* [Data records]
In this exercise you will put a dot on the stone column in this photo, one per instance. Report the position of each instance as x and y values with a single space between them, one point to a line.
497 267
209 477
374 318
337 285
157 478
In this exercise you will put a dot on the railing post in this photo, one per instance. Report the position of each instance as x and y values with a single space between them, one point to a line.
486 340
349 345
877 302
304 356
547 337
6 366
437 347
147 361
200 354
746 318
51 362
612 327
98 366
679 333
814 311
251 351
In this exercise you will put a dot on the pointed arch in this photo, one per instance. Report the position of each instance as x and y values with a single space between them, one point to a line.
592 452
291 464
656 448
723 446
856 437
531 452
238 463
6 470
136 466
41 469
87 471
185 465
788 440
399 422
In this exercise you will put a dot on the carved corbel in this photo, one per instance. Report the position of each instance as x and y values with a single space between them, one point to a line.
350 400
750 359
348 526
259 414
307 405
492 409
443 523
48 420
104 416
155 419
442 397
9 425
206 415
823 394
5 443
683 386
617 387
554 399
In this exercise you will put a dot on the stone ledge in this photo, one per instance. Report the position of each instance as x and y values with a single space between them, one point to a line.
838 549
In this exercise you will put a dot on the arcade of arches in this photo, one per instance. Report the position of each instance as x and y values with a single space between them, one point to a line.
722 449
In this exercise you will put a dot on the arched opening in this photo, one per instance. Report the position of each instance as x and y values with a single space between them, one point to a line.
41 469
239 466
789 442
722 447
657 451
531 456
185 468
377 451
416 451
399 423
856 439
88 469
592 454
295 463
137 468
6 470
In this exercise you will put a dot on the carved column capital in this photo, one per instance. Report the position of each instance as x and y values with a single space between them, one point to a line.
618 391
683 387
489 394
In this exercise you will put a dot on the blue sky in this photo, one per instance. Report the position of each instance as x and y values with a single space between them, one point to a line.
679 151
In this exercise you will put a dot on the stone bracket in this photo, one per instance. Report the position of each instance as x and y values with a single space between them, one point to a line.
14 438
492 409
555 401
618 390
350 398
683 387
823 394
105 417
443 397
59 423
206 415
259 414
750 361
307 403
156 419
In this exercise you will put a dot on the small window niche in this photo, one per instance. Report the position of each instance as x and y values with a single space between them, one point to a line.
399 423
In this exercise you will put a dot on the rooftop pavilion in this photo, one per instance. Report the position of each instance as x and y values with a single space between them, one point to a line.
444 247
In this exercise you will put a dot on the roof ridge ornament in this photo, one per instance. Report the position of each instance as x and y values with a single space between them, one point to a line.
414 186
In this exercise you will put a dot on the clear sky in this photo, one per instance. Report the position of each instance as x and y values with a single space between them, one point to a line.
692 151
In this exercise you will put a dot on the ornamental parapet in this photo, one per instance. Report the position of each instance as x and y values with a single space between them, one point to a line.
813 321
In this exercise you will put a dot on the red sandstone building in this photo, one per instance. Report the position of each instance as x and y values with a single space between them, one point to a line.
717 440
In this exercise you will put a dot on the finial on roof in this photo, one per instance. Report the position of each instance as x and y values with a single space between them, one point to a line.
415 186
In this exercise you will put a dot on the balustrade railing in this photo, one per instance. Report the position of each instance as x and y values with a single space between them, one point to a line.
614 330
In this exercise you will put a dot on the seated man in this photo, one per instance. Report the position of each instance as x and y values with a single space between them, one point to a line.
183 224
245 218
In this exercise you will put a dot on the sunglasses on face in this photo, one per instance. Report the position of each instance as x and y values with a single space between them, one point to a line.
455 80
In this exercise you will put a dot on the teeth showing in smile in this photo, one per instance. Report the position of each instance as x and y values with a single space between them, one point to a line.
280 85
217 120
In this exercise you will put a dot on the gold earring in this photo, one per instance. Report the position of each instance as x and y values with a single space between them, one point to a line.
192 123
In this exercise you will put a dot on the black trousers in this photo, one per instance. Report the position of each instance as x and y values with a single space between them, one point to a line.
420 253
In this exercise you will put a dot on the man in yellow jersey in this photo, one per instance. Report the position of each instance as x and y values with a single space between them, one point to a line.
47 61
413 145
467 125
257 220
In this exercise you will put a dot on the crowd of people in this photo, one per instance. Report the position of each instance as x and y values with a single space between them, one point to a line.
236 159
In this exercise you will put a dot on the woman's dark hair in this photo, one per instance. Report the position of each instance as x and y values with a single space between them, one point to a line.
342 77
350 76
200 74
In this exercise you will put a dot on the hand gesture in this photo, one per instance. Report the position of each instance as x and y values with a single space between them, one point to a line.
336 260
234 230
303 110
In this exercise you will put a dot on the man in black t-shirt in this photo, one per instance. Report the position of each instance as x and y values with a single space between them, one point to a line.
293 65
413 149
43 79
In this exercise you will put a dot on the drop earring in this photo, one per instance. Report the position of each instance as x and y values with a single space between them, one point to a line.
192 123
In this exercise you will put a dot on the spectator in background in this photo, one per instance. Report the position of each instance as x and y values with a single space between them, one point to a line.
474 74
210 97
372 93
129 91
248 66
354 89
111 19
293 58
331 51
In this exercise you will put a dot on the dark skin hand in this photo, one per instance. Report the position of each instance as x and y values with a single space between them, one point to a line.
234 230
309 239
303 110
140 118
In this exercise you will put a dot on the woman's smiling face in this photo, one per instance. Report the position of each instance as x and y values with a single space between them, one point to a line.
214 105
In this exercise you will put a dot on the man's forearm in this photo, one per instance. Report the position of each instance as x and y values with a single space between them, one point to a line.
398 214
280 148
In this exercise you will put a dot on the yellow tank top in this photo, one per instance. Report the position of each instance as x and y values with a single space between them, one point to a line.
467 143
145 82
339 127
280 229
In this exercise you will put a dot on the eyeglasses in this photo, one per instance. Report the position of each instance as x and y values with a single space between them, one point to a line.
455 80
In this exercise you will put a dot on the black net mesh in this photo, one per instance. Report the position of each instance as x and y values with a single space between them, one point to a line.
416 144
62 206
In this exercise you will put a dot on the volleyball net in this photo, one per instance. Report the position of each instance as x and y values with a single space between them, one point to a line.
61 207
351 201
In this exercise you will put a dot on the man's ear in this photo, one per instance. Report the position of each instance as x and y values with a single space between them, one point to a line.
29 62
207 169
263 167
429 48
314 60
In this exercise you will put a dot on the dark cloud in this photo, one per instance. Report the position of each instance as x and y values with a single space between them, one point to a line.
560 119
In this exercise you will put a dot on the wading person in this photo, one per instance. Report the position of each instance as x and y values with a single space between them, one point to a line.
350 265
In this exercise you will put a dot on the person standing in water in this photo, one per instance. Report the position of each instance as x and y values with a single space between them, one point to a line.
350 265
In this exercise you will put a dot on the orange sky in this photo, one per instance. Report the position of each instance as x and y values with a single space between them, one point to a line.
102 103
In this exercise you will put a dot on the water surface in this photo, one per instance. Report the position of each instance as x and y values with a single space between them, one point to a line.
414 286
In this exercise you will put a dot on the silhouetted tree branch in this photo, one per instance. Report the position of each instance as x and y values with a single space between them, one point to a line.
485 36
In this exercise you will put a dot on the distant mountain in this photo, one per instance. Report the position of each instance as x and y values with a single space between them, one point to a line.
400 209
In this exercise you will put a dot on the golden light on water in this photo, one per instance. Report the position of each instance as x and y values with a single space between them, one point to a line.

* [Task objective]
So that nothing is lost, write out each record exactly as it appears above.

* [Expected answer]
In this exercise you will put a dot on the stone column in this photo, one per instance. Report the position of each instance as x and y values with a single space between them, one point to a line.
497 267
209 477
374 318
337 285
157 478
In this exercise you will put a dot on the railing post in this photo, one per instance. Report the position of each instance as x and y values with a single space between them, one point to a line.
486 340
349 345
877 302
304 356
547 337
6 366
437 347
147 361
200 354
746 318
51 362
612 327
98 366
679 333
814 311
251 351
In this exercise you will put a dot on the pointed arch in this photo, one per instance. Report the position of each instance as x and y values with a single space between them, one point to a line.
592 452
291 464
656 448
723 446
856 437
531 452
238 463
6 470
136 466
41 469
87 471
185 465
788 440
399 422
In this exercise you will put a dot on the carved corbel in this photo, one per instance. Report the position of each instance as x and y values with a single space between them, one point to a line.
350 400
750 359
348 526
259 414
307 405
492 409
443 523
48 420
104 416
155 419
442 397
9 425
206 415
823 394
5 443
683 386
617 387
554 399
In this exercise you will put a dot on the stone ledge in this photo, one per instance. Report the position of each instance as x and y values with a single space between them, one point to a line.
838 549
In this exercise you will put a dot on the arcade of arches in this photo, one per instance. Report the position of each instance as x and y values with a single space between them, one point to a line.
722 449
In this exercise you will put a dot on the arched opening in this photo, one per instance. Report the position of each instance as x and y values with a single space between them, one point to a line.
41 469
239 466
789 442
722 447
657 451
531 456
185 468
377 451
416 451
399 423
856 439
88 469
592 454
295 463
137 468
6 470
In this exercise you will put a dot on the carved column capital in this photo, one per instance. Report the position of each instance as x and y values with a single space between them, one point to a line.
618 391
683 387
489 394
In this exercise you will put a dot on the blue sky in this photo, one per instance. Report the position of each instance as x and y values with a single space between them, one point to a line.
679 151
In this exercise you will put a dot on the stone bracket in this photo, one per instance. Report the position of each instance as x and y values with a single space between them, one point to a line.
14 438
492 409
555 401
618 390
350 398
683 387
823 394
105 417
443 397
59 423
206 415
259 414
750 361
307 403
156 419
In this exercise you will put a dot on the small window niche in this photo, one per instance. Report the position of each instance as x and y values with a single space between them, one point to a line.
399 423
In this exercise you will put a dot on the rooftop pavilion in this photo, one per instance. Report the position of each instance as x and y values with a single space between them, one point to a line.
444 247
In this exercise you will put a dot on the roof ridge ornament in this photo, one per instance. Report the position of each instance as x and y values with a single space between them, one point to a line.
414 186
In this exercise you will put a dot on the clear sky in this photo, one per instance. Report the position of each instance as x and y values with a single space between them, one point to a line.
692 151
In this exercise you will put a dot on the ornamental parapet in this photo, one per instance. Report the position of each instance as x and y values with a single space between them, one point to a line.
813 321
In this exercise you will put a dot on the red sandstone building in this photo, one per instance. Report the position of each instance as x and y values with a single space between them, one point to a line.
717 440
In this exercise you will put a dot on the finial on roof in this photo, one per instance. Report the position of each instance as x and y values with a single space between them, one point to a line.
415 186
In this exercise you will put a dot on the balustrade railing in this photo, one per instance. Report the position of each instance as x and y values with a single space between them, one point to a line.
614 330
In this exercise you will put a dot on the seated man in this photo, one per instance. Report the position of each instance as x and y values with a single space between them, one point to a line.
183 224
245 218
In this exercise you will put a dot on the sunglasses on face in this photo, one per instance. Report the position of each instance as x and y values with a single space between them, one point to a line.
455 80
In this exercise you will put a dot on the teeth showing in smile in this photo, one per instance. Report the position of each instance as x and y values with a single space between them, one point to a line.
280 85
217 120
In this exercise you will put a dot on the gold earring in this photo, one per instance. Report the position of each instance as x and y values with a single space between them, one point to a line.
192 123
In this exercise you will put a dot on the black trousers in this photo, one per instance. Report the position of each instance as x and y values with a single space between them, one point to a line.
420 253
In this exercise you will put a dot on the man in yellow jersey in this photo, one per instance. Report the position of each instance as x and y values with a single space between them, one point to a line.
47 61
413 145
467 125
257 220
In this exercise you will put a dot on the crowd of people in this photo, one per instance. Report the position of each instance as x and y values with a single space between them, one point to a line.
236 159
In this exercise you will put a dot on the woman's dark hair in this photo, one per instance. Report the position of each instance as x and y values with a single space between them, one point to a line.
342 77
350 76
200 74
In this exercise you will put a dot on the hand gesture in this photo, one per instance. Report the position of each instance as x and y values with a single space between them, one point to a line.
336 260
234 230
303 110
In this exercise you will put a dot on the man in black t-shirt in this photo, one per instance. Report the position of each instance as x and y values with a single space between them, one point to a line.
293 65
413 149
43 79
In this exercise you will put a dot on the drop earring in this photo, one per instance. Report the position of each instance as x and y values with a single space between them, one point to a line.
192 123
In this exercise you will put a dot on the spectator in background in this photo, one per instance. Report the position of each instance as x and y values with a single space between them, one point to a line.
474 74
210 97
372 93
129 91
248 66
354 89
111 19
293 58
331 51
In this exercise you will put a dot on the dark skin hand in this photo, one per instance. Report the position of each instance as x and y values with a single space between them, one point to a line.
234 230
309 239
303 110
140 118
In this exercise you will put a dot on the woman's smiling face in this photo, one per instance. Report the position of each instance as x and y values with a single space between them, one point to a line.
214 105
In this exercise you will put a dot on the man's forearm in this photo, one per instance. Report the position of each instance as x and y values with a single space between them, one point to a line.
398 214
280 148
In this exercise you will put a dot on the yellow tank top in this photo, one per instance. Report the position of each instance as x and y values with a single space between them, one point to a line.
467 143
145 82
339 127
280 229
In this exercise you will put a dot on the eyeglasses in this photo, one per instance. Report the position of each instance as x and y values with a single space between them, one point to a line.
455 80
In this exercise you will put a dot on the black net mesh in this photo, one per instance. Report the position of each instance as x and y values with a single space between them, one point to a line.
416 144
62 206
In this exercise you will put a dot on the volleyball net in this photo, one per instance. Report the position of each instance as x and y values with a single space between them, one point to a line.
61 207
351 201
In this exercise you will put a dot on the man's ear in this photo, one per instance. Report the position of each instance as x and y values with a single space between them, one point to a line.
29 62
207 169
263 167
429 48
314 60
In this exercise you will put a dot on the dark cloud in this photo, one per instance. Report the position of each instance as x and y values with a single space between them, one point to a line.
560 119
In this exercise you will put a dot on the wading person in this photo, one per instance. Report the position of each instance as x and y values with a single space between them, one point to a line.
350 265
In this exercise you will put a dot on the person standing in water in this photo, one per instance. Report the position of each instance as x and y values with a single space between them, one point to a line.
350 265
In this exercise you will put a dot on the orange sky in this photo, one per instance. Report the position of each instance as x and y values with a single space between them, one point to a line.
102 103
In this exercise you will put a dot on the water surface in this photo, one per instance. Report the position of each instance as x and y values with a single space between them, one point to a line.
414 286
In this exercise you will put a dot on the silhouetted tree branch in this photo, one per instance. Report the position of each instance as x and y values with a single space between them, one point to a line.
485 36
In this exercise you will put a dot on the distant mountain in this photo, one per instance. Report the position of each instance as x and y values with a single space between them, one point to a line.
400 209
In this exercise you will put a dot on the golden light on water in this photo, one per instance. Report the position of each instance as x and y values with a single space between them, one point to a line.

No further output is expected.